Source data

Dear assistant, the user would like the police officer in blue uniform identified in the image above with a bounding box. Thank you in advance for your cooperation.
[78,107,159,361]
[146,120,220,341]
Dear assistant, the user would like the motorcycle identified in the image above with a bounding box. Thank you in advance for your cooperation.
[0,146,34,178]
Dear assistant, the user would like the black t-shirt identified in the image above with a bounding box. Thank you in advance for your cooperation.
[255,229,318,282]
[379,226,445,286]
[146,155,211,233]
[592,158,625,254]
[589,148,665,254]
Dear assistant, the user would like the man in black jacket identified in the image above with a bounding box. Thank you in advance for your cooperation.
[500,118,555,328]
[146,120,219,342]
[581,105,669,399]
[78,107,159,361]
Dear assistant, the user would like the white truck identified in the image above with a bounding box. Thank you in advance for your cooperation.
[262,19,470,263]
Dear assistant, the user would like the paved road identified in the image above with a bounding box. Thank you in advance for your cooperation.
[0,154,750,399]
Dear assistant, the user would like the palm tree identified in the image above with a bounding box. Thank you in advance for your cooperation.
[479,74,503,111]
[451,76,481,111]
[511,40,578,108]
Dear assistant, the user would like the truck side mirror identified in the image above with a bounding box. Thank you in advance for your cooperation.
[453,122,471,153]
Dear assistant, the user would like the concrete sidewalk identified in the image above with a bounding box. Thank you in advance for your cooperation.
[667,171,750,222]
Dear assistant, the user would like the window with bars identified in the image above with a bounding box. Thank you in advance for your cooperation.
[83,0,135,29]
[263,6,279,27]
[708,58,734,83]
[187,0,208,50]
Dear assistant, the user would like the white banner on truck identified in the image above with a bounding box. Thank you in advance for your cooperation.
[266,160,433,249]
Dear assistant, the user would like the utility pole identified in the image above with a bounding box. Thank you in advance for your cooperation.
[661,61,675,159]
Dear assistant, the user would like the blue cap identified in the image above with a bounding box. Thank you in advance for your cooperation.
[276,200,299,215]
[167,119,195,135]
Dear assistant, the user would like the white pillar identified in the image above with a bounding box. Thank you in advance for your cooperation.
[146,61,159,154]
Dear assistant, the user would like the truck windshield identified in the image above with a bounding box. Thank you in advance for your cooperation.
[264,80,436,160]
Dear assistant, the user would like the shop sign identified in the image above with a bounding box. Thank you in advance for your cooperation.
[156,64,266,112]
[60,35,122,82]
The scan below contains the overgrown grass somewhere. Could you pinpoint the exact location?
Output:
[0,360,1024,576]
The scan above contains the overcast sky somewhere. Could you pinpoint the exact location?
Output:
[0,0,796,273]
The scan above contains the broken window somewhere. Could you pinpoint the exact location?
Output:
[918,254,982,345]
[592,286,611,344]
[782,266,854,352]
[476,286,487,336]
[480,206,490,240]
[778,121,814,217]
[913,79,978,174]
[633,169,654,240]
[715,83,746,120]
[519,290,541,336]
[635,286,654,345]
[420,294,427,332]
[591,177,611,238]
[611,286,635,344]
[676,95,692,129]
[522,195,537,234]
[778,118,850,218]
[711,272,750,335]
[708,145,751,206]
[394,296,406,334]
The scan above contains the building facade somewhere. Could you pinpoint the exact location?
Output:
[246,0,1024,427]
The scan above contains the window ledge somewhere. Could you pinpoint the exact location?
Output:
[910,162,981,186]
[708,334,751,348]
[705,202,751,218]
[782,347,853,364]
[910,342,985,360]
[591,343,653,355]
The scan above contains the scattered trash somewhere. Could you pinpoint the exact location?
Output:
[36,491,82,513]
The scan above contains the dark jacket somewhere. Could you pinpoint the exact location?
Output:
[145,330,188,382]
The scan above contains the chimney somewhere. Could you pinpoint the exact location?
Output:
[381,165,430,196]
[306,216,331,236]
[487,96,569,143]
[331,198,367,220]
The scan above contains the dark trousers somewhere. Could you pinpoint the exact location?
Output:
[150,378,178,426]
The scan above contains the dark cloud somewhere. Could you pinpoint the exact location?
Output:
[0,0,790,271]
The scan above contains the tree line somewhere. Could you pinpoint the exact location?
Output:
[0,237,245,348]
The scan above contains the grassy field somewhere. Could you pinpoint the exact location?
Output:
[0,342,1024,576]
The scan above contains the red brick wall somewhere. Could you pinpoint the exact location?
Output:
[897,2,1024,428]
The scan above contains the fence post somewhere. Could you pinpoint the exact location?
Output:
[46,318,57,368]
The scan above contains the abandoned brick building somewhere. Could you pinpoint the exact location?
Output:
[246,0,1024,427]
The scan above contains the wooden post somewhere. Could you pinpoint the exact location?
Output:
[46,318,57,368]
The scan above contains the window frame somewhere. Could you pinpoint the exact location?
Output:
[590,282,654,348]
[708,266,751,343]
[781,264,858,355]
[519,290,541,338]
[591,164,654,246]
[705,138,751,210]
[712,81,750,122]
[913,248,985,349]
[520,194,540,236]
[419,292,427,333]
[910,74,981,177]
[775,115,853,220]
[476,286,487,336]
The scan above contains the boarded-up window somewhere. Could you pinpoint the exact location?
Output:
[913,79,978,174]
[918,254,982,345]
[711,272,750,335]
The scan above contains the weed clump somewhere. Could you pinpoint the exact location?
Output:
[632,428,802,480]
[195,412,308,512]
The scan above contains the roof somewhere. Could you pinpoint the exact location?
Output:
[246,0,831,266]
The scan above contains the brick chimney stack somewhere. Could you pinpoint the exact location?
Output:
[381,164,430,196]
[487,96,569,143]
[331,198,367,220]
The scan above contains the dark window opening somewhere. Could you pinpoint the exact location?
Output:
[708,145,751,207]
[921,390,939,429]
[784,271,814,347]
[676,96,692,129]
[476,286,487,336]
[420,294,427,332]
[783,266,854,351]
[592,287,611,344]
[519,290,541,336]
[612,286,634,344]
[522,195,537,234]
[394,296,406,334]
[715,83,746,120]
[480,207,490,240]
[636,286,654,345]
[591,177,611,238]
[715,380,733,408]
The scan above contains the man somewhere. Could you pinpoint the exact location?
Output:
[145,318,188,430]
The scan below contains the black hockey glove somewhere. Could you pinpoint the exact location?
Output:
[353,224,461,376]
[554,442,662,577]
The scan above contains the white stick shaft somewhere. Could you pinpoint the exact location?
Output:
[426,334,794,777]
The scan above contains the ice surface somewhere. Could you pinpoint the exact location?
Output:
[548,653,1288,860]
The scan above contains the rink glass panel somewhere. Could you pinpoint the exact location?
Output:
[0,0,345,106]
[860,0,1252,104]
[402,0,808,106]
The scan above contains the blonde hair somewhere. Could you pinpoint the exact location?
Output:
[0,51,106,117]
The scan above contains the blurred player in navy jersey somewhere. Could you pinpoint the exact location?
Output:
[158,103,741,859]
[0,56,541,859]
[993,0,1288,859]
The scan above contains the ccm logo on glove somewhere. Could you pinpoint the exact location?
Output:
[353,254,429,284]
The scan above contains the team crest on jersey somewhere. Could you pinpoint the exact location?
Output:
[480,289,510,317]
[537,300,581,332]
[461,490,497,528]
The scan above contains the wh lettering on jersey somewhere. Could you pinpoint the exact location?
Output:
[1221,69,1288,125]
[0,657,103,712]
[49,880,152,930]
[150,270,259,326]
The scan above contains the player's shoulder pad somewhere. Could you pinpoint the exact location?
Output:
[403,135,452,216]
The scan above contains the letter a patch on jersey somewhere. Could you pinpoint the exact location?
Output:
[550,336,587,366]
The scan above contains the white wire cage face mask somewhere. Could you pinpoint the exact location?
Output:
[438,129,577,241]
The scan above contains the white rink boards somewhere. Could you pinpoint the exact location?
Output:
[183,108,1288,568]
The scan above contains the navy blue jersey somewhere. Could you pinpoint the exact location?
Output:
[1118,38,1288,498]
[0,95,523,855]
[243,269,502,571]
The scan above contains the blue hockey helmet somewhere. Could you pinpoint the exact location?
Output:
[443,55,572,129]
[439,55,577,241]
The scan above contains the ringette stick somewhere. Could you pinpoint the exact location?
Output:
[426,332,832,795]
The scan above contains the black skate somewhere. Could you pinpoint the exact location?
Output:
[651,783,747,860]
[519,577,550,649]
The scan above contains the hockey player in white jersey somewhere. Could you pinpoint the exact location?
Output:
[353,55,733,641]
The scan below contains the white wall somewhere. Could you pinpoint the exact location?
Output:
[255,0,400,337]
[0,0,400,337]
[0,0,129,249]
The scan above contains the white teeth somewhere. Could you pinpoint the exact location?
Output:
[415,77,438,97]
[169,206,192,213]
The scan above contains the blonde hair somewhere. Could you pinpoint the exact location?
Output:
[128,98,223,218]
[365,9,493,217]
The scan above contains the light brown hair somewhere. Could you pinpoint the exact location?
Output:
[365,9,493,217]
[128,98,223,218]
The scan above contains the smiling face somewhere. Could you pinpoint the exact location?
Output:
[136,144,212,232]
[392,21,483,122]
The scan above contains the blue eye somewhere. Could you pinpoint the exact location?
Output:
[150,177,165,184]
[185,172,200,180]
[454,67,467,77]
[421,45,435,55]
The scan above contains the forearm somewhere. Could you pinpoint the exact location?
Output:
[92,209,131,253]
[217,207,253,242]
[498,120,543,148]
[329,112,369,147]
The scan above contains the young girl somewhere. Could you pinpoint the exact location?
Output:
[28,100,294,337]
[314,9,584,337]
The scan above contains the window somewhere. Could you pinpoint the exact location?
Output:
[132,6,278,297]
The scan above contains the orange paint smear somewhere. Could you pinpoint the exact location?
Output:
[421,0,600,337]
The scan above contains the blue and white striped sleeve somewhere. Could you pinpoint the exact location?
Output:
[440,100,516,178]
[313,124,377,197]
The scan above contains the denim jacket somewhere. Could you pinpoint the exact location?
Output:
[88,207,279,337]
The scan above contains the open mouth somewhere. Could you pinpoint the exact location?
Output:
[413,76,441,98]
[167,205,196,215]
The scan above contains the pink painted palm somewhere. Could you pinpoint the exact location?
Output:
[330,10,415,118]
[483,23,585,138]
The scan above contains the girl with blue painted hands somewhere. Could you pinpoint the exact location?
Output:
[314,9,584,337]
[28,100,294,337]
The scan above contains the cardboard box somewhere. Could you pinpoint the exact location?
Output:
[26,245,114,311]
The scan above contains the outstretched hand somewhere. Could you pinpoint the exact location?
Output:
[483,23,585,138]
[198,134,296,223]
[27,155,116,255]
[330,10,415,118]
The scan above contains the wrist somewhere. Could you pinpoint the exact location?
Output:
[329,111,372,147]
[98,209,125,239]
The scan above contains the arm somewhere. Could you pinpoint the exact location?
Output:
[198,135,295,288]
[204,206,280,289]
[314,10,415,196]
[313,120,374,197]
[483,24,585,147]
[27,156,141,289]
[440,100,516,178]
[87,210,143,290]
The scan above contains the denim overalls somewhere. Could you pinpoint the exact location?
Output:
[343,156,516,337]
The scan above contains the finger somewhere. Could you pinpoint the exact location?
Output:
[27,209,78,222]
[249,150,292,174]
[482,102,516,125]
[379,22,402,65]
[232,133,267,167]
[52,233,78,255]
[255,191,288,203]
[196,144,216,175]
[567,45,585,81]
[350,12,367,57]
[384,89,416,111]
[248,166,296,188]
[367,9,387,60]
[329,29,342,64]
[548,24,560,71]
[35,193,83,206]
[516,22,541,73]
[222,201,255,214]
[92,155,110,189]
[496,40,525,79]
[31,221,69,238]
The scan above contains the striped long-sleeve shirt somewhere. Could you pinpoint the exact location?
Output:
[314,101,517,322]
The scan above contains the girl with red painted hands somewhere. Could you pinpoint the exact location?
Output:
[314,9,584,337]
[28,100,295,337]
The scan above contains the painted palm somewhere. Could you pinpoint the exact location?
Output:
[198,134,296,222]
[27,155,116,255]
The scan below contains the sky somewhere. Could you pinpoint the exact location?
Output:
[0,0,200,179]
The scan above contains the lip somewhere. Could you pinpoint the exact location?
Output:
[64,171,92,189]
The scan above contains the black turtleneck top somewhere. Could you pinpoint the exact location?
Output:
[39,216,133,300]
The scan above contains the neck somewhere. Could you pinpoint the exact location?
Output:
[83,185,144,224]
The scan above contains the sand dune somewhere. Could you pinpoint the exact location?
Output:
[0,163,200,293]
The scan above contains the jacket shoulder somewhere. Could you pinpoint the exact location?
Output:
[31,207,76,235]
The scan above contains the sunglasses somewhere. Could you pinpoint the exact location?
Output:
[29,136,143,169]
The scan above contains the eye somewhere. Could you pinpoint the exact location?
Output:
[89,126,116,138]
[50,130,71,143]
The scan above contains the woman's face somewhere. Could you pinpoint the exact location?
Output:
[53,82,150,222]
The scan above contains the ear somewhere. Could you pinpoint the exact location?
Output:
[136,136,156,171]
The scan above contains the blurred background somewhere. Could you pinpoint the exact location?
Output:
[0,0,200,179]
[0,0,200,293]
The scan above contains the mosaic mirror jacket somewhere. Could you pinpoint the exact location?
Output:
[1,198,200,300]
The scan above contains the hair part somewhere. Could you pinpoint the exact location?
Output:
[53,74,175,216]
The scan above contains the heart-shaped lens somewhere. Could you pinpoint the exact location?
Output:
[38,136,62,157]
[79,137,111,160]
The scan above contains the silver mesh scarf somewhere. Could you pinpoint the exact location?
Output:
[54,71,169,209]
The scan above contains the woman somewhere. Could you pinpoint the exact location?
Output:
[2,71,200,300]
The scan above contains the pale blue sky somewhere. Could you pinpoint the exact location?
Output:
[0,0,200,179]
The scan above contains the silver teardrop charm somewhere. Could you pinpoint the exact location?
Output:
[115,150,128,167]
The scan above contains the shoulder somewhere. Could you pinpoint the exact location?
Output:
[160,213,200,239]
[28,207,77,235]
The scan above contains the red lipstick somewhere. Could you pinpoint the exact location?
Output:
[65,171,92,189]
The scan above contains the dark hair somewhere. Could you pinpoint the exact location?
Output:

Exercise directions
In the material, swap "ringette stick" for "hockey stick" in the lines starting with the one containing "The scan above contains the white rink" and going on through the one containing "[426,332,832,795]", leaving everything else unchanged. Give back only those lines.

Task answer
The scan above contains the white rink boards somewhere. Could you pinpoint the exact location?
Output:
[183,108,1288,568]
The scan above contains the navy blue jersey somewhere. Could you pinpoint the exact location?
Output:
[1118,38,1288,498]
[0,95,523,855]
[243,269,502,571]
The scan above contains the blue hockey helmet somewhere. Could you pinpoint the exact location?
Output:
[443,55,572,129]
[439,55,577,241]
The scan above contains the hockey stick somewhere. Could you pinpoint the exact location?
Output:
[426,332,832,795]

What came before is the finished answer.